Richieste:
**A.** Nel brano su Riina, quale ruolo ha svolto Franco Di Carlo per Riina?
**B.** Riporta dal brano su Riina tutto ciò che va da "Riina ha parlato" fino a "con i carabinieri...".

Testo citato:
>>>>
ROMA — «Conosco Riina, era certo di essere ascoltato, voleva far sapere che lui è il capo di Cosa nostra e che lo stragismo non è finito: è alla ricerca di chi continui la sua linea suicida». Franco Di Carlo è uno dei pochi collaboratori di giustizia dell’esercito corleonese, per Riina è stato l’ambasciatore nel mondo delle professioni e della politica, è stato corteggiato da servizi e apparati, ha mediato, portando in dote al gruppo egemone di Cosa nostra il capitale umano delle relazioni a tutti i livelli.
Riina ha parlato con un non affiliato a Cosa nostra, ha violato così una regola dell’organizzazione?
«Non è certo la prima volta che parla, ma non mi aspettavo che facesse tanta chiarezza con un estraneo a Cosa nostra».
Riina imputa a Provenzano di averlo fatto con i carabinieri...
<<<<
Righe di dati:
>>>>
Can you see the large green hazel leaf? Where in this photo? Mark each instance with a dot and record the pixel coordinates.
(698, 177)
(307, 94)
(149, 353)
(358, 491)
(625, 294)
<<<<
>>>>
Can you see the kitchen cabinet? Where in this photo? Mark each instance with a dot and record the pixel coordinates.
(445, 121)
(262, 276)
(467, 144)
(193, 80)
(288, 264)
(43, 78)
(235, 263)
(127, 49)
<<<<
Risposte:
**A.** È stato il suo ambasciatore nel mondo delle professioni e della politica.

**B.**
Riina ha parlato con un non affiliato a Cosa nostra, ha violato così una regola dell’organizzazione?
«Non è certo la prima volta che parla, ma non mi aspettavo che facesse tanta chiarezza con un estraneo a Cosa nostra».
Riina imputa a Provenzano di averlo fatto con i carabinieri...